> **Instructions to follow**:
In the records below, find the line containing "Hi there — would you mind identifying the bird's tail"; copy exactly that line and all lines after it to the end, and nothing else.
═════ Input records ═════
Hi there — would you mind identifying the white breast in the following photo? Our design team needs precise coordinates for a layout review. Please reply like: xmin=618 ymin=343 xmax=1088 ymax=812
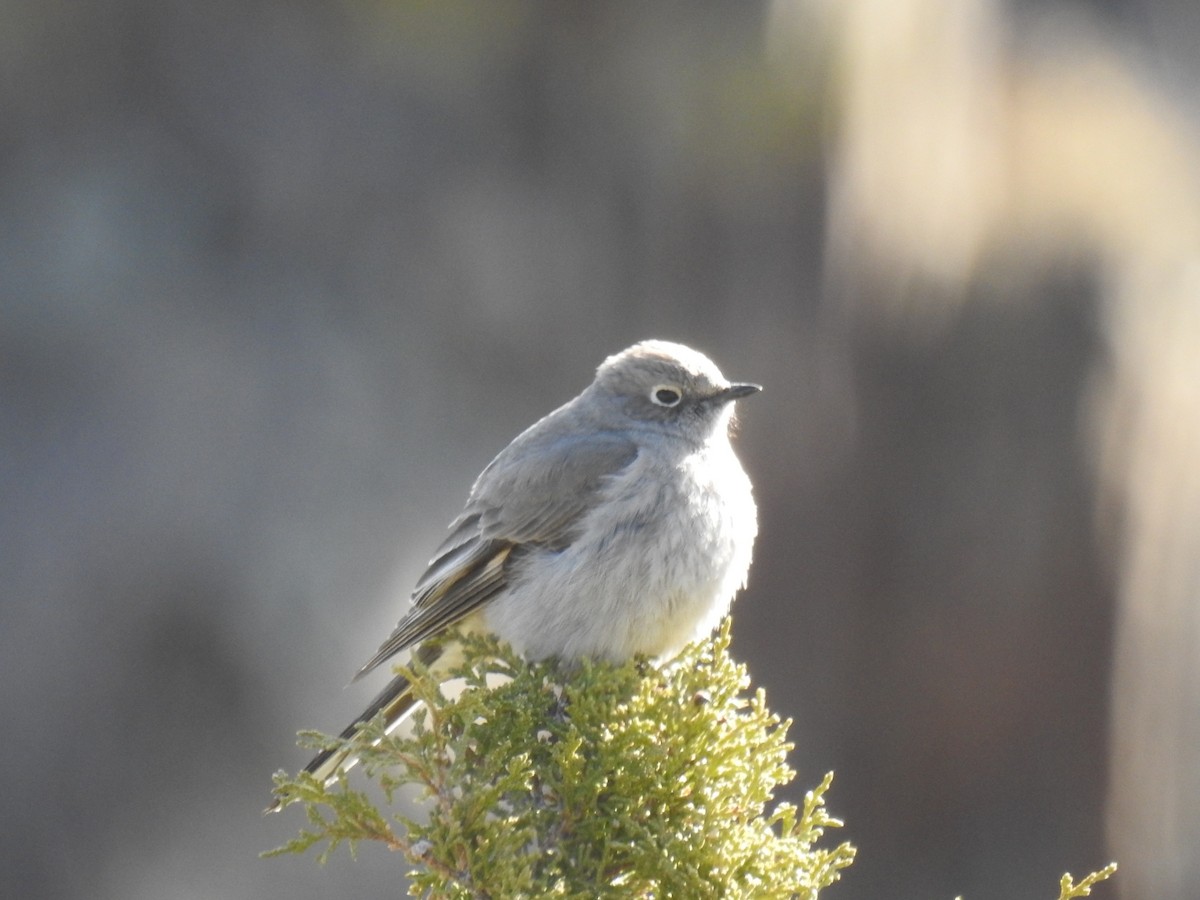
xmin=483 ymin=436 xmax=757 ymax=662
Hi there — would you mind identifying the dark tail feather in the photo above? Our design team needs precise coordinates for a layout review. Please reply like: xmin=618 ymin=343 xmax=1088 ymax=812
xmin=266 ymin=656 xmax=435 ymax=813
xmin=303 ymin=671 xmax=418 ymax=780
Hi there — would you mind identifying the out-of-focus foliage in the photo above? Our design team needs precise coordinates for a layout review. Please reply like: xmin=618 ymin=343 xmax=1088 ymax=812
xmin=1057 ymin=863 xmax=1119 ymax=900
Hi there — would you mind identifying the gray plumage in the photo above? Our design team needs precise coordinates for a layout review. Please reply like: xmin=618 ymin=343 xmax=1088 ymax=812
xmin=270 ymin=340 xmax=759 ymax=809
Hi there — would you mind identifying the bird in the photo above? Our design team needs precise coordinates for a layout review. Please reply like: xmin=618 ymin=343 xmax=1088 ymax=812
xmin=268 ymin=339 xmax=760 ymax=811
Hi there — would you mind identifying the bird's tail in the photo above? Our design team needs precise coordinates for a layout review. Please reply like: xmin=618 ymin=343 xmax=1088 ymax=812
xmin=311 ymin=671 xmax=420 ymax=779
xmin=266 ymin=646 xmax=450 ymax=814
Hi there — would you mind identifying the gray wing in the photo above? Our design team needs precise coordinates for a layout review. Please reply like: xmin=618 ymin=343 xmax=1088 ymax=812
xmin=353 ymin=429 xmax=638 ymax=680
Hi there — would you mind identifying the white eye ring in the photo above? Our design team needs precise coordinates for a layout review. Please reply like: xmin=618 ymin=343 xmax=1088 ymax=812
xmin=650 ymin=385 xmax=683 ymax=407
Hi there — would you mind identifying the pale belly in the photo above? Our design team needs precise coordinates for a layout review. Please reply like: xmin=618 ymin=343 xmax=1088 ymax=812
xmin=483 ymin=443 xmax=757 ymax=662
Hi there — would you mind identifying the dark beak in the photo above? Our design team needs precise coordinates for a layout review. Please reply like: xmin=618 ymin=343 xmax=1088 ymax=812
xmin=715 ymin=383 xmax=762 ymax=403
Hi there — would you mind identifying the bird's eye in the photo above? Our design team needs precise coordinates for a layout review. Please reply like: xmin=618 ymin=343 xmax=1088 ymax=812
xmin=650 ymin=385 xmax=682 ymax=407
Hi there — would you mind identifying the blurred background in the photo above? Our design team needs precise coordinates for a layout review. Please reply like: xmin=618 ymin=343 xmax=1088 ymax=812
xmin=3 ymin=1 xmax=1198 ymax=898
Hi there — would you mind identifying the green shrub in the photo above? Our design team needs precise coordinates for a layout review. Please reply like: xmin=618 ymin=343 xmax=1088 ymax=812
═════
> **Written reply**:
Hi there — would you mind identifying the bird's tail in the photo above? Our design team needs precise coordinates for a layout review. Please reply like: xmin=618 ymin=343 xmax=1088 ymax=812
xmin=311 ymin=671 xmax=420 ymax=779
xmin=266 ymin=646 xmax=450 ymax=814
Hi there — would you mind identifying the gray wing in the photo above? Our design team needs precise coordinates for a layout review. Please reply like: xmin=618 ymin=343 xmax=1088 ymax=812
xmin=353 ymin=429 xmax=638 ymax=680
Hi there — would you mind identifying the white eye ring in the photo above? Our design team needs precise coordinates for a layout review. Please reply like: xmin=618 ymin=343 xmax=1088 ymax=812
xmin=650 ymin=385 xmax=683 ymax=407
Hi there — would you mind identifying the pale belly in the photo above? Our design team needs precise coordinates for a layout review. Please reply like: xmin=618 ymin=343 xmax=1088 ymax=812
xmin=483 ymin=443 xmax=757 ymax=662
Hi there — would you mind identifying the dark beak in the photo above? Our design team needs precise coordinates for a layout review. Please reply like: xmin=618 ymin=343 xmax=1088 ymax=812
xmin=715 ymin=383 xmax=762 ymax=403
Hi there — would you mind identifying the bird's eye in the photo above? Our design team needs precise coordinates for a layout review. Please reply like: xmin=618 ymin=343 xmax=1088 ymax=812
xmin=650 ymin=385 xmax=682 ymax=407
Hi there — would you mind identifying the blurred background in the photo above? Our design team needs precise coordinates for a layout review. Please reply like: xmin=618 ymin=343 xmax=1088 ymax=812
xmin=3 ymin=1 xmax=1198 ymax=898
Hi there — would you mind identifying the green shrub in the photo above? Our design team needs precise coordinates for a layout review. Please reply like: xmin=618 ymin=343 xmax=1088 ymax=812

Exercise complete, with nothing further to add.